To our knowledge, this study is the first comprehensive investigation of the human virome in a variety of tissues in healthy individuals through meta-transcriptomic analysis. Further investigation of the associations described here, and application of this analytical pipeline to additional datasets, will be useful to reveal the impact of viral infections on human health.
Advances in next-generation sequencing (NGS) methods in recent decades have made comprehensive surveys of a variety of microorganisms possible. Metagenomic analyses have explored microorganisms, including bacteria, phages, and viruses, in a variety of places, such as the oceans [1,2,3,4] and soils [5,6,7] and on Earth . Perhaps, the most deeply surveyed microbiome is that of humans. The Human Microbiome Project aims to characterize bacteria, viruses, and other microorganisms in the human body [9, 10]. As they often live outside human cells, the human bacterial microbiome has been well described in multiple organs and samples via non-destructive sampling: the bacterial microbiome of the skin [11, 12], oral cavity , and gastrointestinal tract (including feces)  are well described. A major theme emerging from these studies is that, while certain microbial species are associated with pathology, many components of the microbiome likely play a symbiotic role in maintaining human health (reviewed in [15,16,17,18]).
____
**EXERCISE DESCRIPTION:** Could you update the excerpt on the human virome, starting at "To our knowledge, this" and ending at "on human health.", so that "healthy individuals" reads "healthy donors"? You can set the listing aside; it isn't needed here.

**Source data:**
____
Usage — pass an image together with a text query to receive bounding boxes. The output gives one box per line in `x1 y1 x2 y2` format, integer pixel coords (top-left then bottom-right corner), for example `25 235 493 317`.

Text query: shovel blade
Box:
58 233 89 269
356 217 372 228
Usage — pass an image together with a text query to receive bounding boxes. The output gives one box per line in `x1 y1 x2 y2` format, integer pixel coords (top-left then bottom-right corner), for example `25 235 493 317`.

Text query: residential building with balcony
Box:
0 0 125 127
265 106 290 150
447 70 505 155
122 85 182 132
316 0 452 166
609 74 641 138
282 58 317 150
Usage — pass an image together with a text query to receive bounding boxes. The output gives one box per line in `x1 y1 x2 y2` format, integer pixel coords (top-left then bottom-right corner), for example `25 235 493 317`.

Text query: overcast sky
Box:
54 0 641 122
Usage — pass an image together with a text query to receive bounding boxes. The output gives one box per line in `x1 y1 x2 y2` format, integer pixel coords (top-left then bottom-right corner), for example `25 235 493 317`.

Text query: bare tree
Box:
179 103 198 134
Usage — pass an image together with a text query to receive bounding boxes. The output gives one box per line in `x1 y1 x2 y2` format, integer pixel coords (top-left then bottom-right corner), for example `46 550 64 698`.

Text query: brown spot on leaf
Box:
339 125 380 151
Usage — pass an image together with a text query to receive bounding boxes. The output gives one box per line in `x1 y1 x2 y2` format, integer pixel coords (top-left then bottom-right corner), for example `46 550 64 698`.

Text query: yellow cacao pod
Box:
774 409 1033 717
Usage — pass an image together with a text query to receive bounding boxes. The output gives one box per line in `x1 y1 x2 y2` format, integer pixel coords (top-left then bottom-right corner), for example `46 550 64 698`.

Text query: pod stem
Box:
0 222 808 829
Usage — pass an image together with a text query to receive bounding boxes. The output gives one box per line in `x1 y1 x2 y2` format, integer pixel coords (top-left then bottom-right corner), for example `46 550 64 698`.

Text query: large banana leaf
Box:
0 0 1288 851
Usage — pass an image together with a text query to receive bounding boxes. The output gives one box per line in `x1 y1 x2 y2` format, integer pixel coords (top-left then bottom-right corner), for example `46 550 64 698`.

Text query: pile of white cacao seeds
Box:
____
**FINISHED EXERCISE:**
To our knowledge, this study is the first comprehensive investigation of the human virome in a variety of tissues in healthy donors through meta-transcriptomic analysis. Further investigation of the associations described here, and application of this analytical pipeline to additional datasets, will be useful to reveal the impact of viral infections on human health.